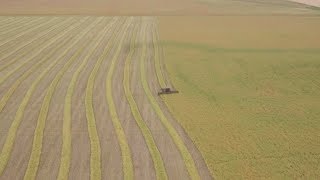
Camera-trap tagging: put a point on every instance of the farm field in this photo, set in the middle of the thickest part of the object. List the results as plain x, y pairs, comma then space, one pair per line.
157, 7
78, 100
249, 92
79, 83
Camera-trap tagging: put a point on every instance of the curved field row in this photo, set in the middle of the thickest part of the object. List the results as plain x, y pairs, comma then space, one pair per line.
152, 147
9, 141
26, 43
19, 26
19, 45
81, 104
125, 149
22, 64
95, 154
67, 144
189, 162
6, 20
27, 31
15, 23
26, 74
38, 134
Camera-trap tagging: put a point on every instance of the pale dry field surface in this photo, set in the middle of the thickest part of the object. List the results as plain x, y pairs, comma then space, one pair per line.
79, 83
79, 100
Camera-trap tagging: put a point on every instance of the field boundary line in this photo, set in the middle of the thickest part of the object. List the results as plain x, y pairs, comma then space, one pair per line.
126, 156
47, 44
11, 136
185, 154
26, 74
95, 149
153, 149
67, 116
28, 31
29, 42
34, 160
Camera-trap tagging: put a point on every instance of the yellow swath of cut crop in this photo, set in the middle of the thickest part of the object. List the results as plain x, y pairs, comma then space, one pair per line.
34, 160
154, 152
189, 162
124, 146
67, 119
26, 74
11, 136
95, 150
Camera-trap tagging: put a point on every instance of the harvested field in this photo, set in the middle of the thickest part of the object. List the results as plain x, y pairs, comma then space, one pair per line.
78, 100
158, 7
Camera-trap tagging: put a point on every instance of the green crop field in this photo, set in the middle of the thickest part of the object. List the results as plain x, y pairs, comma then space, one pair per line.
249, 101
170, 89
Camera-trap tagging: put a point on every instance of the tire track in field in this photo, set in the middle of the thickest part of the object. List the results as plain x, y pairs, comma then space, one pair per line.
27, 31
197, 156
27, 43
67, 119
159, 74
20, 26
38, 135
11, 136
95, 153
153, 150
26, 74
186, 156
17, 68
124, 146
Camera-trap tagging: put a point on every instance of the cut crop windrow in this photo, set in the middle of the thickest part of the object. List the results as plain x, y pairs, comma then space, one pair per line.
28, 43
18, 67
67, 117
95, 154
124, 146
186, 156
154, 152
11, 136
26, 74
34, 160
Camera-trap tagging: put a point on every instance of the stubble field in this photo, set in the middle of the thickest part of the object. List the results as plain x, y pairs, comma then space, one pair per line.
79, 100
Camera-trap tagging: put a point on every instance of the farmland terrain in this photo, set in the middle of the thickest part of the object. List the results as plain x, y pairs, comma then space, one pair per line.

┄┄┄┄┄┄┄┄┄┄┄┄┄┄┄┄┄┄┄┄

◆ **What you need to do**
Give the data again word for word, without pictures.

◆ **Written answer**
Camera-trap tagging: put a point on every instance of the farm field in this photo, set in the middle of the thickest part of the object. List the results as plain x, y pairs, comma then space, one pair per line.
157, 7
78, 100
249, 92
79, 83
Camera-trap tagging: put a point on every instance of the curved field row in this photo, set in the middle of the thickest part of the object. List the results as plain x, y pairs, comma then space, one pair per line.
152, 147
9, 141
26, 43
19, 26
19, 45
81, 104
125, 149
22, 64
95, 154
67, 144
189, 162
6, 20
27, 31
15, 23
26, 74
38, 134
Camera-trap tagging: put a point on every instance of the pale dry field surface in this photo, set in the middle of the thickest part of the object. List the results as plain x, y pairs, comma then space, one pair per line.
79, 83
79, 100
Camera-trap tagging: put a point on every instance of the field boundary line in this photo, set in the middle of the thickest part of the object. List the results as plain x, y pairs, comma then space, one pair per line.
126, 156
47, 44
11, 136
185, 154
26, 74
95, 149
153, 149
67, 116
28, 31
29, 42
34, 160
Camera-trap tagging: put a point on every instance of the yellow swath of cut crop in this photo, set in the middle of the thickest part of the object. List the results as plain x, y pairs, comma then space, one pair per line.
34, 160
154, 152
189, 162
124, 146
67, 119
26, 74
11, 136
95, 150
Camera-trap tagging: put a point on every instance of the harvested field in this photo, set in the middle of the thickest part of the object. List the results as plain x, y pairs, comma then space, one pair per line.
78, 100
158, 7
Camera-trap tagging: put a point on every instance of the green crop field in this photo, set in the middle of the thickest part of the object. List the results as plain x, y pairs, comma then space, one pair per line.
249, 101
170, 89
Camera-trap tagging: put a point on every instance of the tire track in field in this photo, set in the middle of the thickest part of the object. List the results as plain x, y pairs, comma then space, one pair per line.
27, 31
197, 156
27, 43
67, 119
159, 74
20, 26
38, 135
11, 136
95, 153
153, 150
26, 74
186, 156
17, 68
124, 146
Camera-trap tagging: put a point on every instance of the cut crop windrow in this photo, set in the middle of the thickest part of the object. List the results as plain x, y pairs, comma then space, one pair per line.
28, 43
18, 67
67, 117
95, 154
124, 146
186, 156
154, 152
11, 136
26, 74
34, 160
Camera-trap tagging: put a point on every instance of the stubble field in this photo, set in the middle of the thickest part of the object. List the results as plain x, y pairs, comma then space, one pair per line.
79, 100
Camera-trap tagging: put a point on every instance of the farmland terrain in this photo, set in the middle of the thickest part of the object. List the results as plain x, y pairs, comma then space, one pair per line.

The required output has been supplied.